- [Directive]: Extract each line of the records below that contains the string "tree".

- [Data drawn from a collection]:
begin
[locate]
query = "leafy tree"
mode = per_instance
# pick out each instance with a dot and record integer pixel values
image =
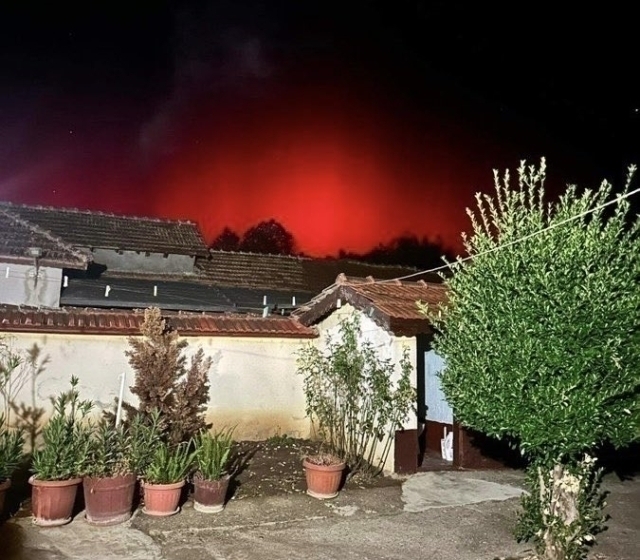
(540, 337)
(227, 240)
(352, 399)
(268, 237)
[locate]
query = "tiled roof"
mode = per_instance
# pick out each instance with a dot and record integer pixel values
(178, 294)
(393, 305)
(252, 270)
(21, 242)
(83, 228)
(280, 272)
(128, 322)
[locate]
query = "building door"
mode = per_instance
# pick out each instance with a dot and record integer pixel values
(438, 413)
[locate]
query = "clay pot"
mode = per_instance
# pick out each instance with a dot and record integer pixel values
(4, 486)
(161, 500)
(209, 496)
(52, 501)
(108, 500)
(323, 481)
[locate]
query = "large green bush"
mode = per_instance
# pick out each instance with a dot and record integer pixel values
(541, 340)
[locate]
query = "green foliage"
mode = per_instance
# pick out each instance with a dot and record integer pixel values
(164, 382)
(66, 438)
(540, 338)
(11, 446)
(169, 464)
(17, 369)
(563, 508)
(213, 453)
(351, 398)
(125, 449)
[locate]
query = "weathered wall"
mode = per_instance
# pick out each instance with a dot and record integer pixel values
(388, 347)
(133, 261)
(30, 285)
(254, 384)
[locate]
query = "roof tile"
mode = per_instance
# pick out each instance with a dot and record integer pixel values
(19, 237)
(128, 322)
(84, 228)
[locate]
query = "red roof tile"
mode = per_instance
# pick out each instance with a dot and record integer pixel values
(98, 321)
(393, 305)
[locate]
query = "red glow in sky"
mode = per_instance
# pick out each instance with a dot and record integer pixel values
(338, 175)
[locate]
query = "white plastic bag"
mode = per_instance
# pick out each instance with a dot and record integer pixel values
(446, 445)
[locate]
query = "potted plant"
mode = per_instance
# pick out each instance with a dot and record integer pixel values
(117, 455)
(211, 479)
(11, 455)
(323, 473)
(165, 477)
(58, 464)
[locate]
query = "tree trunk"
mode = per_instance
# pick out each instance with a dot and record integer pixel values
(559, 495)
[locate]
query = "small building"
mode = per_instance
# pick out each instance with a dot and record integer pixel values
(391, 319)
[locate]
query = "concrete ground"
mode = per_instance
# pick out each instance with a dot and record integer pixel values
(439, 515)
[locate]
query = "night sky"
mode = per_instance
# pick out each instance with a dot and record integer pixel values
(348, 125)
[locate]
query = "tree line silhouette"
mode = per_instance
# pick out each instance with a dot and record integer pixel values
(271, 237)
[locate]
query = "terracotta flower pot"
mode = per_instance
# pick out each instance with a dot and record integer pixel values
(209, 496)
(161, 500)
(4, 486)
(109, 500)
(52, 500)
(323, 481)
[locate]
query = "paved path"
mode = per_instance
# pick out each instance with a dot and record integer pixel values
(440, 516)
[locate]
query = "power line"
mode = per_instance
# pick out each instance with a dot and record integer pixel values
(515, 241)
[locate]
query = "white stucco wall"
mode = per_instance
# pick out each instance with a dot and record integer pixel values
(254, 384)
(22, 284)
(387, 345)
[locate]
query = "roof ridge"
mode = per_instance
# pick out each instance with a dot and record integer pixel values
(46, 233)
(72, 210)
(367, 263)
(252, 254)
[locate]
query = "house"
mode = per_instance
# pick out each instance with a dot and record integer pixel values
(392, 321)
(73, 284)
(101, 270)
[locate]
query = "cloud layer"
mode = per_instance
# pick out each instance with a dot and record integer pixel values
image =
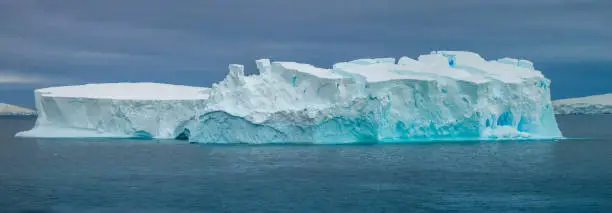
end
- [Result of this exercise]:
query = "leafy tree"
query = "tree trunk"
query = "tree line silhouette"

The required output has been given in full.